* [Trecho do texto]
“Viver é ver a luz do Sol”
Homero (século IX a.C.)
“A vida começa quando descobrimos que estamos vivos”.
Henrik Tikkanen
(pintor e escritor finlandês)
Uma das questões mais intrigantes para os cientistas de hoje é a questão da origem da vida (Cf. “VIDA E MORTE“). O problema começa justamente com a definição, ou com a falta dela, do que seja vida. Por incrível que pareça, não existe ainda um consenso de como definir vida. De qualquer forma, sabemos que organismos vivos têm as seguintes características:
- eles reagem ao meio em que vivem e, em geral, têm a capacidade de se curar quando feridos;
- eles podem crescer, ingerindo alimentos e transformando-os em energia;
- eles se reproduzem, passando algumas de suas características para sua prole;
- eles podem sofrer modificações genéticas e, portanto, evoluir de modo a adaptar-se (ou não) a mudanças no meio ambiente.
Mas essas quatro regras estão longe de ser absolutamente válidas, existindo muito espaço para interpretações paralelas. Eis dois exemplos que ilustram a complexidade do fenômeno vida:
- Estrelas respondem à atração gravitacional de seus vizinhos, podem crescer por acréscimo de material à sua volta. Ao esgotar seu combustível nuclear, elas passam à sua fase final de forma explosiva, e assim se “reproduzem” pois essas explosões podem gerar instabilidades gravitacionais em nuvens de gás que estejam por perto. Essas nuvens instáveis contraem-se devido à sua própria gravidade, gerando novas estrelas, e estas contêm algumas das características da estrela morta. Mas acho que todos concordam que as estrelas não são consideradas como seres vivos.

* [Explorando o material]
1: Reproduza tudo o que vai de "Uma das questões" até "no meio ambiente." no texto sobre a origem da vida, trocando "prole" por "descendência".
2: Dê continuidade ao texto sobre a origem da vida a partir do ponto em que ele termina.
Não é preciso consultar os registros.

* [Dados fornecidos]
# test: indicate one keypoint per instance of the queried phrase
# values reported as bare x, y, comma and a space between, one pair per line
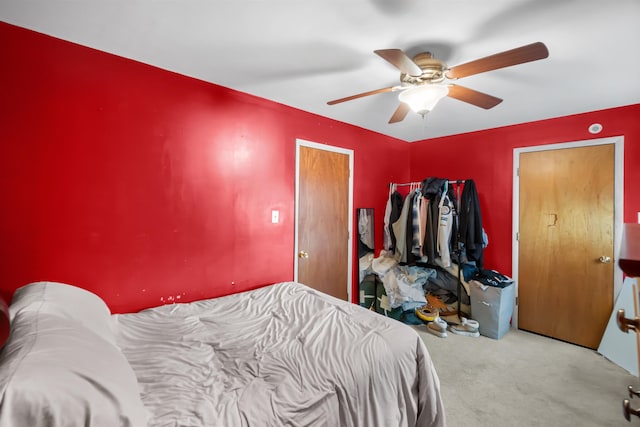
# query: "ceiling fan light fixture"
422, 99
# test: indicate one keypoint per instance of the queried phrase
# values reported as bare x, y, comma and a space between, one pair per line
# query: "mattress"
282, 355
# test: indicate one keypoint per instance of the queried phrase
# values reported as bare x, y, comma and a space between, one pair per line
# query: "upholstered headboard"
5, 324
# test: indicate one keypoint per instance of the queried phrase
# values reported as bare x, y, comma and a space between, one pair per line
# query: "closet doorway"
568, 203
323, 249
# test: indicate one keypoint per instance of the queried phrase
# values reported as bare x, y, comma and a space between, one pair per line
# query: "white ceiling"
305, 53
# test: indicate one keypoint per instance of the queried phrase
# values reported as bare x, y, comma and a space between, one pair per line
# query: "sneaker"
438, 327
468, 328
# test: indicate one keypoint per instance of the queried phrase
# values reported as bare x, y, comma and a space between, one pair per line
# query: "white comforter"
283, 355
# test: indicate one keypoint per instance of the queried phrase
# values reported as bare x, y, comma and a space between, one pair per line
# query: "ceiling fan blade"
400, 113
479, 99
361, 95
400, 60
519, 55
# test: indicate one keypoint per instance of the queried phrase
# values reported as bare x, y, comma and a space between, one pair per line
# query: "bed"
281, 355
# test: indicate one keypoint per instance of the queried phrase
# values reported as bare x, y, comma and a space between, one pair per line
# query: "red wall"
148, 187
487, 158
144, 185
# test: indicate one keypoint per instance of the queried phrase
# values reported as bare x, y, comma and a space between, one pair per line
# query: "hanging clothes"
432, 191
445, 226
365, 228
386, 235
400, 230
471, 233
396, 209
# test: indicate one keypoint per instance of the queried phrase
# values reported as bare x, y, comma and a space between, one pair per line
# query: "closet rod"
406, 183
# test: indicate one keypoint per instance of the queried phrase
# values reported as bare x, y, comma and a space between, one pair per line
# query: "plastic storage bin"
492, 307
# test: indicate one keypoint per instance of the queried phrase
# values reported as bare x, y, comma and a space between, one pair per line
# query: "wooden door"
323, 220
566, 224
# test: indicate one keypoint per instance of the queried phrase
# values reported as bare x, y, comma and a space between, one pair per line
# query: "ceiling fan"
424, 79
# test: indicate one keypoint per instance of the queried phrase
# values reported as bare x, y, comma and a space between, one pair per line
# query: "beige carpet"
525, 379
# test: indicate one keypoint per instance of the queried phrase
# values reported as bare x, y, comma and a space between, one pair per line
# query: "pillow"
65, 301
54, 372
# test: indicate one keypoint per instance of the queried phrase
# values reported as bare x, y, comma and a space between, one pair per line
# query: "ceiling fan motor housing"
432, 70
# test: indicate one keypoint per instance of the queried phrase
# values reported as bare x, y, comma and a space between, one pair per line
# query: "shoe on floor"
468, 328
436, 329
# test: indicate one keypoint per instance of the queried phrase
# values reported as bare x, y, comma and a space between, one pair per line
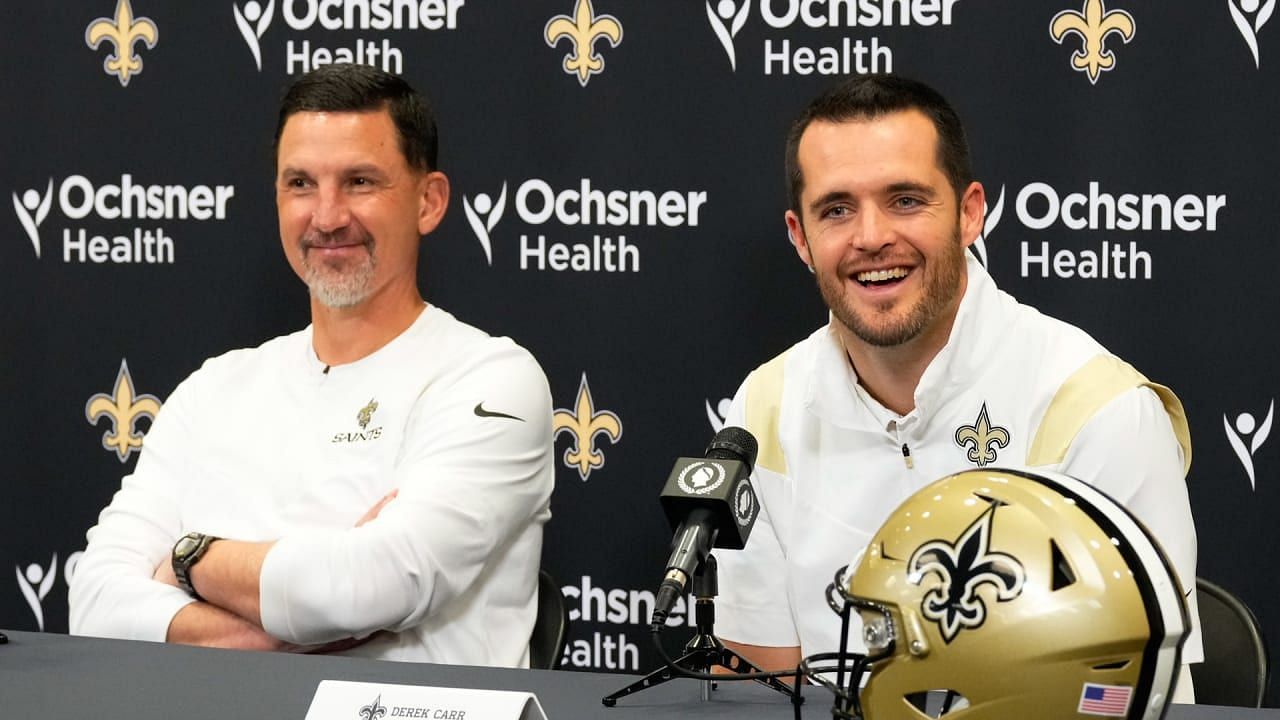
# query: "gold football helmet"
1006, 595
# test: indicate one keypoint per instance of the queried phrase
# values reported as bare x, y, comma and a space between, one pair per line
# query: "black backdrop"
661, 332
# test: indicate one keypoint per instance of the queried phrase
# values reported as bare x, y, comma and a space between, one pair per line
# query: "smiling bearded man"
924, 369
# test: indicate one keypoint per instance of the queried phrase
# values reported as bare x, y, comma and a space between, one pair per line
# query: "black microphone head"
734, 443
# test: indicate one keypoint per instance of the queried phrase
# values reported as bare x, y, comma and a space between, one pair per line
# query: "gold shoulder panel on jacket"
763, 408
1088, 390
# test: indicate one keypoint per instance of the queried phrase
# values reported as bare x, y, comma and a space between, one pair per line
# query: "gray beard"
341, 288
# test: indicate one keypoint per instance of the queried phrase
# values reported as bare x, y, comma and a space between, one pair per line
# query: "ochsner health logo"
343, 17
727, 21
32, 210
483, 214
1240, 431
90, 208
553, 224
252, 23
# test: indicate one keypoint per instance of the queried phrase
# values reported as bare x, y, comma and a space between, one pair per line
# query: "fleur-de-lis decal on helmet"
1093, 26
124, 410
963, 568
982, 440
583, 424
584, 28
374, 710
123, 32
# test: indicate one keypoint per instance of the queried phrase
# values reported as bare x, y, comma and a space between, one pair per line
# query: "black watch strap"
186, 552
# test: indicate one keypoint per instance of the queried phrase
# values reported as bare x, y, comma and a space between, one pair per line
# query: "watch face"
186, 546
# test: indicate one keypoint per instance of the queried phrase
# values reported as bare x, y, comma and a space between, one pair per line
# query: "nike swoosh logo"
481, 413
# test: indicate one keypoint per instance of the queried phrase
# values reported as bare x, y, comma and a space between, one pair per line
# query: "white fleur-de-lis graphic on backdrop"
1249, 28
1244, 427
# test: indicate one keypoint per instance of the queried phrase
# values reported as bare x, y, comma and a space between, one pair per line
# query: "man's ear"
972, 219
795, 233
433, 200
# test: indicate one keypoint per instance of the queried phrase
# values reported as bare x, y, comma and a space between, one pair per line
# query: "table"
63, 677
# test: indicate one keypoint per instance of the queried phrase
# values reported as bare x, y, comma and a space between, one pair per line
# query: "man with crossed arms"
374, 484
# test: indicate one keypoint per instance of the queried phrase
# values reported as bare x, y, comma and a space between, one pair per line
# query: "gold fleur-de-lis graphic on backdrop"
366, 414
1093, 26
982, 440
124, 409
583, 424
123, 31
584, 28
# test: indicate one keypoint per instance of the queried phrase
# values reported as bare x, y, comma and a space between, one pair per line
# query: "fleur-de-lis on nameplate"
982, 440
583, 424
374, 710
123, 31
124, 410
1093, 26
584, 28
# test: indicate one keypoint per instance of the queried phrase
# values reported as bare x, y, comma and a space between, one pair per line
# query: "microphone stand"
704, 651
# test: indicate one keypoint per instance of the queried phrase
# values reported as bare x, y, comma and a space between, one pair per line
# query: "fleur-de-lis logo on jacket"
583, 30
583, 424
366, 414
124, 409
123, 32
982, 440
963, 568
1093, 24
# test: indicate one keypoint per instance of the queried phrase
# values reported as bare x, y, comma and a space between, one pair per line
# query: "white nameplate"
339, 700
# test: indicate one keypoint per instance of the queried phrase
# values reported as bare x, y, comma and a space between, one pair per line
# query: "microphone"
709, 502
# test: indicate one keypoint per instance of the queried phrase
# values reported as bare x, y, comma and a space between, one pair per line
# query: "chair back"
1237, 669
551, 628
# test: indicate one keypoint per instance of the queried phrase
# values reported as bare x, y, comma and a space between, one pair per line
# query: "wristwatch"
186, 552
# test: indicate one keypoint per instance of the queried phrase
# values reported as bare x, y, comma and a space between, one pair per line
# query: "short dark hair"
864, 98
348, 87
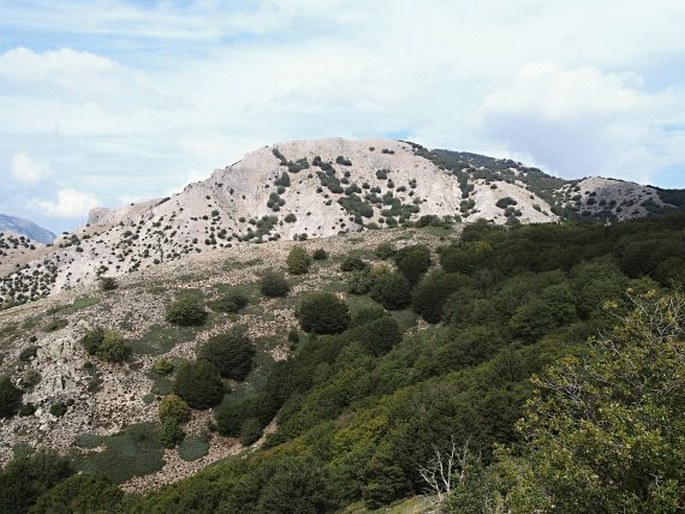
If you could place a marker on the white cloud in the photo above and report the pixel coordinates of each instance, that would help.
(69, 203)
(26, 170)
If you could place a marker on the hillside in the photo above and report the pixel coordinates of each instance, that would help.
(316, 189)
(334, 392)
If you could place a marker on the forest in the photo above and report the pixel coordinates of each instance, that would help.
(547, 375)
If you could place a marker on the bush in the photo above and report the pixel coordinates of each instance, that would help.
(231, 302)
(323, 313)
(108, 345)
(108, 283)
(273, 284)
(392, 291)
(432, 292)
(320, 254)
(84, 493)
(170, 433)
(298, 261)
(24, 479)
(250, 431)
(174, 407)
(385, 250)
(353, 264)
(186, 311)
(413, 262)
(114, 347)
(10, 398)
(199, 384)
(230, 353)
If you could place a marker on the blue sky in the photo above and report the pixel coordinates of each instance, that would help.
(103, 102)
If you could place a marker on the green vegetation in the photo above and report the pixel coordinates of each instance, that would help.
(298, 261)
(187, 310)
(10, 398)
(230, 353)
(323, 313)
(108, 345)
(273, 284)
(199, 384)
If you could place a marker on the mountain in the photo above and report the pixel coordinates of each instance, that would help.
(26, 228)
(316, 189)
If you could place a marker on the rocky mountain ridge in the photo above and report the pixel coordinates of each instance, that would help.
(315, 189)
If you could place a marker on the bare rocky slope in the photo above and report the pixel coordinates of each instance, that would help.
(41, 352)
(314, 189)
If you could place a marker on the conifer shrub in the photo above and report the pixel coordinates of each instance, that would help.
(186, 311)
(10, 398)
(413, 262)
(230, 353)
(320, 254)
(298, 261)
(199, 384)
(273, 284)
(392, 291)
(323, 313)
(231, 302)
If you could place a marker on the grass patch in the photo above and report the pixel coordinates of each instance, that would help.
(160, 339)
(132, 452)
(193, 448)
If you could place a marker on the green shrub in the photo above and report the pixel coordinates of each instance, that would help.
(385, 250)
(199, 384)
(273, 284)
(413, 262)
(320, 254)
(84, 493)
(298, 261)
(431, 294)
(230, 353)
(174, 407)
(392, 291)
(114, 347)
(163, 367)
(28, 353)
(186, 311)
(323, 313)
(250, 431)
(26, 478)
(108, 283)
(353, 264)
(231, 302)
(170, 433)
(10, 398)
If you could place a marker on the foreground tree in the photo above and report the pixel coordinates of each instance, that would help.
(606, 433)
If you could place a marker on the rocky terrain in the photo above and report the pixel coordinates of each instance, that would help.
(41, 352)
(314, 189)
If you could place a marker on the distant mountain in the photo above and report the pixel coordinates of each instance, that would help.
(320, 188)
(26, 228)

* [Respostas por tarefa]
1:
Uma das questões mais intrigantes para os cientistas de hoje é a questão da origem da vida (Cf. “VIDA E MORTE“). O problema começa justamente com a definição, ou com a falta dela, do que seja vida. Por incrível que pareça, não existe ainda um consenso de como definir vida. De qualquer forma, sabemos que organismos vivos têm as seguintes características:
- eles reagem ao meio em que vivem e, em geral, têm a capacidade de se curar quando feridos;
- eles podem crescer, ingerindo alimentos e transformando-os em energia;
- eles se reproduzem, passando algumas de suas características para sua descendência;
- eles podem sofrer modificações genéticas e, portanto, evoluir de modo a adaptar-se (ou não) a mudanças no meio ambiente.

2:
- Um vírus é cristalino e inerte quando isolado. Mas, quando alojado em uma célula, ele exibe todas as propriedades de um ser vivo, usando o material genético da célula para crescer e se reproduzir. Muitos cientistas acreditam que o vírus é justamente a ponte entre o vivo e o inanimado, um organismo tão simples que não consegue manter-se vivo por si só, mas complexo o suficiente para viver por meio de outros seres vivos.
Hoje o consenso parece ser que a distinção entre o vivo e o inanimado não deve seguir uma lista rígida de parâmetros, mas adaptar-se à complexidade de cada situação. Talvez não tenha sentido procurar aquela distinção, pois haveria vida em todo tipo de matéria. Qual a característica que permite a distinção entre nós e a parte “não-viva” do Universo? O que se extingue quando um ser vivo “morre”? Talvez a compreensão da morte explique a vida ou a compreensão da vida explique a morte. Como a matéria “destituída de vida” se organiza para produzir vida, e vida consciente? O físico Evan Harris Walker sugeriu que “a unidade básica da consciência é o próprio quantum” 4:190. De forma semelhante Max Delbrück (1.906-1.981), biólogo molecular e prêmio Nobel em 1.969, observou que não existe linha divisória clara entre o mundo vivo e o não-vivo. Ele propôs que o que se pode chamar de vida também está presente nas unidades fundamentais como átomos e moléculas.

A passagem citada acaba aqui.